▶ _Selected text_
%%

What is hyperpigmentation and what are the different types?

Hyperpigmentation: pigment spots such as age spots

Age/sun spots are common on the face

Pigment spots such as age spots (which are also known as sun spots) are caused by sun exposure. For this reason, they appear mainly on body parts that are frequently exposed such as the face, neck, décolleté, hands and arms. They tend to be small, darkened patches of skin. You can read more about what causes them and find out how to reduce them in What causes age spots and how can I reduce them? 

Hyperpigmentation: melasma

Hyperpigmentation on the upper lip can occur due to hormonal changes
Melasma – a form of hormone-induced hyperpigmentation – is common during pregnancy

Also known as chloasma, melasma is a condition where larger patches of hyperpigmentation develop mainly on the face.

%%

▶ _Text-to-region grounding data_

%%

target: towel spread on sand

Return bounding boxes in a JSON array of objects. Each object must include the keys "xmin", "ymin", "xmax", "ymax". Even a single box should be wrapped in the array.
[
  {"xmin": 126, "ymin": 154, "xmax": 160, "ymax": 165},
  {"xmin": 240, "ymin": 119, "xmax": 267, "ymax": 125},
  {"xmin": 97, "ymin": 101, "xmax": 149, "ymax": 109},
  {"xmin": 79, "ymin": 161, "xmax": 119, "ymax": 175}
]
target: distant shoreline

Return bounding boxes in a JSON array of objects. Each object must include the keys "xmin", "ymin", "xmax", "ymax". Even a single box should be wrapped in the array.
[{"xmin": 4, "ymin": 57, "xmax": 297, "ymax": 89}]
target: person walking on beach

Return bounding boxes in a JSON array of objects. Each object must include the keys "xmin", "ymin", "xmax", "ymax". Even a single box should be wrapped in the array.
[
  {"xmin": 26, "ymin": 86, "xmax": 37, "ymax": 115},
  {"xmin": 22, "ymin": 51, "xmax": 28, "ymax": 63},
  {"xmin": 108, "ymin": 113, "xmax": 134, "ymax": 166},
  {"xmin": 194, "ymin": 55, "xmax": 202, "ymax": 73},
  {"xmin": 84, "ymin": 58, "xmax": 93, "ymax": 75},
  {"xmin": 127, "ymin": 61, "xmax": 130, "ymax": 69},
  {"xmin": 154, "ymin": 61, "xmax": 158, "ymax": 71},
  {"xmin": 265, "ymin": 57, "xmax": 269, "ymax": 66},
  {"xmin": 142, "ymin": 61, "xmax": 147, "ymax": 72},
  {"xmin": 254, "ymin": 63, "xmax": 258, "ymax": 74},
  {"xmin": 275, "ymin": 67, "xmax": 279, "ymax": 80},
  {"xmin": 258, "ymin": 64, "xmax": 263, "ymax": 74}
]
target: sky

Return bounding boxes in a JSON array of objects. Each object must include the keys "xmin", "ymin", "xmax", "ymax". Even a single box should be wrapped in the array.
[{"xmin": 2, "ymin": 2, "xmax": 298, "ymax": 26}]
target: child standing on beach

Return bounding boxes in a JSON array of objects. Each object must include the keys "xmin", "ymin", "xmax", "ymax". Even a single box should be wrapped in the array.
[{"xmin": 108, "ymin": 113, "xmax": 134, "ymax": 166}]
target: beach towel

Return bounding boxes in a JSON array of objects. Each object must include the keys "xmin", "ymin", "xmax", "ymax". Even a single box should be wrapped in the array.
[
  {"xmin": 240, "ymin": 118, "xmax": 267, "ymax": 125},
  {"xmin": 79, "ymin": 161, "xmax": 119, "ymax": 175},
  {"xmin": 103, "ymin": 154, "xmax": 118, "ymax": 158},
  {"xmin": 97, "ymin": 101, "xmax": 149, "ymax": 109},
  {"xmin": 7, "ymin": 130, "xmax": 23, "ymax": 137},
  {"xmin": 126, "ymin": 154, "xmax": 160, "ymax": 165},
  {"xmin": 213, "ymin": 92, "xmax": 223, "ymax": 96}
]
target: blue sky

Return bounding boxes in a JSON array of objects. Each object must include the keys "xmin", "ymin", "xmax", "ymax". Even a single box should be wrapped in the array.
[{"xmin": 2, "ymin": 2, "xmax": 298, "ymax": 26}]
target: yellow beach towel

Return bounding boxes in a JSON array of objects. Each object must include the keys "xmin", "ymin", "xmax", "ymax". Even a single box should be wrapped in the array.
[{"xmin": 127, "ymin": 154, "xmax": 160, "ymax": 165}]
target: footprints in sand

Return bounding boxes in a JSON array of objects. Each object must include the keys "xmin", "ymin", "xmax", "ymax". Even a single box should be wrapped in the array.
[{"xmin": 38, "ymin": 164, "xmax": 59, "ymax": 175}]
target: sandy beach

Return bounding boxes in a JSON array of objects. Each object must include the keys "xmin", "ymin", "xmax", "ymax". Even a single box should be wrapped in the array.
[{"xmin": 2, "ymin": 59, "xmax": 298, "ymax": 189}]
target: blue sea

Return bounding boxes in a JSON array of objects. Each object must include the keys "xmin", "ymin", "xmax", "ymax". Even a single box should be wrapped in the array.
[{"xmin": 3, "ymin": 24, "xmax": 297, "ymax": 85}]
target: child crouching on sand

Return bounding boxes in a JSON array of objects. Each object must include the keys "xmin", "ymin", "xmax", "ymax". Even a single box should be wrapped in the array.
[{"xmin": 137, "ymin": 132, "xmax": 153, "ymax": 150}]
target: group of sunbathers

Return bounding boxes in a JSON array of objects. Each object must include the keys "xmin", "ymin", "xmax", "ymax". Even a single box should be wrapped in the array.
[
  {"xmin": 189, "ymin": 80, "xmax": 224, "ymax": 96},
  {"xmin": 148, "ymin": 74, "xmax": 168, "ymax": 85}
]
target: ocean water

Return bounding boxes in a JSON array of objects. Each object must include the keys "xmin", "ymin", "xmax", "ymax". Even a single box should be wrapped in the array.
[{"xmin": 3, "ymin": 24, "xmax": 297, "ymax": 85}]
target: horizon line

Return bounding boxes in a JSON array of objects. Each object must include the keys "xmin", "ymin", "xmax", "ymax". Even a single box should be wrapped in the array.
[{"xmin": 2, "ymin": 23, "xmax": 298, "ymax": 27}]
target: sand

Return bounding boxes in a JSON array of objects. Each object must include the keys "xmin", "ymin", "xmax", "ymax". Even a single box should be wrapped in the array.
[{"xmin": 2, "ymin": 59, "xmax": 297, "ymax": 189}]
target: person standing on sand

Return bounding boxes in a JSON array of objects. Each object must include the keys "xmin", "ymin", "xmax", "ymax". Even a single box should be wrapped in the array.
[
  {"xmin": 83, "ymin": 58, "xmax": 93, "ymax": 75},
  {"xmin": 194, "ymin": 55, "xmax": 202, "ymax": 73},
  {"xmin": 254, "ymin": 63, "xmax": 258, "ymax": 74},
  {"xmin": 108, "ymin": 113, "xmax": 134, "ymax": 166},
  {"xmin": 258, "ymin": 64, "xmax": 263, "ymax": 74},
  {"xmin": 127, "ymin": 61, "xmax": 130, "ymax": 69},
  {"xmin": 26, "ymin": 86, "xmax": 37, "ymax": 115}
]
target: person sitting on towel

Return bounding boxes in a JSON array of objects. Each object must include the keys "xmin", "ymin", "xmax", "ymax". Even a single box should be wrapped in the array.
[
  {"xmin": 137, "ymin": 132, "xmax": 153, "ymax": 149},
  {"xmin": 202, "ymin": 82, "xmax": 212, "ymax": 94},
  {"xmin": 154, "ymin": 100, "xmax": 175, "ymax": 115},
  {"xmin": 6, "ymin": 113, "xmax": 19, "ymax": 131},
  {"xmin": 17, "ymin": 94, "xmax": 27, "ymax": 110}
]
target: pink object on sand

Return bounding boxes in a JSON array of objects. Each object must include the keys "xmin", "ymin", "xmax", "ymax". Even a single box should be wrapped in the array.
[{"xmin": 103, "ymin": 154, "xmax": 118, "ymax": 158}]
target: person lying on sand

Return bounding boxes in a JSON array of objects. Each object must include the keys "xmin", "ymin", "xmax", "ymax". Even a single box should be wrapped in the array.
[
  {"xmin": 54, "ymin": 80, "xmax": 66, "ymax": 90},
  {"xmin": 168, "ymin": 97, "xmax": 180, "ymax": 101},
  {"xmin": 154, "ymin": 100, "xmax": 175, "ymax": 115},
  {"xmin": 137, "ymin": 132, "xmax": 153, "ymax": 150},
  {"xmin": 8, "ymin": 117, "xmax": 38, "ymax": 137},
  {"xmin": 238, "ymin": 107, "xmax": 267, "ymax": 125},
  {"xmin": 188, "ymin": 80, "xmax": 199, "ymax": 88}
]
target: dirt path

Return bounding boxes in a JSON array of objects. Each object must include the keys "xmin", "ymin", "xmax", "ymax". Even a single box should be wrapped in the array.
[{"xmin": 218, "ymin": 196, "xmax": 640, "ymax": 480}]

%%

▶ _The problem_
Rewrite the hyperpigmentation text starting at "Hyperpigmentation: pigment spots" and ending at "I reduce them?", changing "sun exposure" to "UV exposure".

▶ _Reply to the exercise_
Hyperpigmentation: pigment spots such as age spots

Age/sun spots are common on the face

Pigment spots such as age spots (which are also known as sun spots) are caused by UV exposure. For this reason, they appear mainly on body parts that are frequently exposed such as the face, neck, décolleté, hands and arms. They tend to be small, darkened patches of skin. You can read more about what causes them and find out how to reduce them in What causes age spots and how can I reduce them?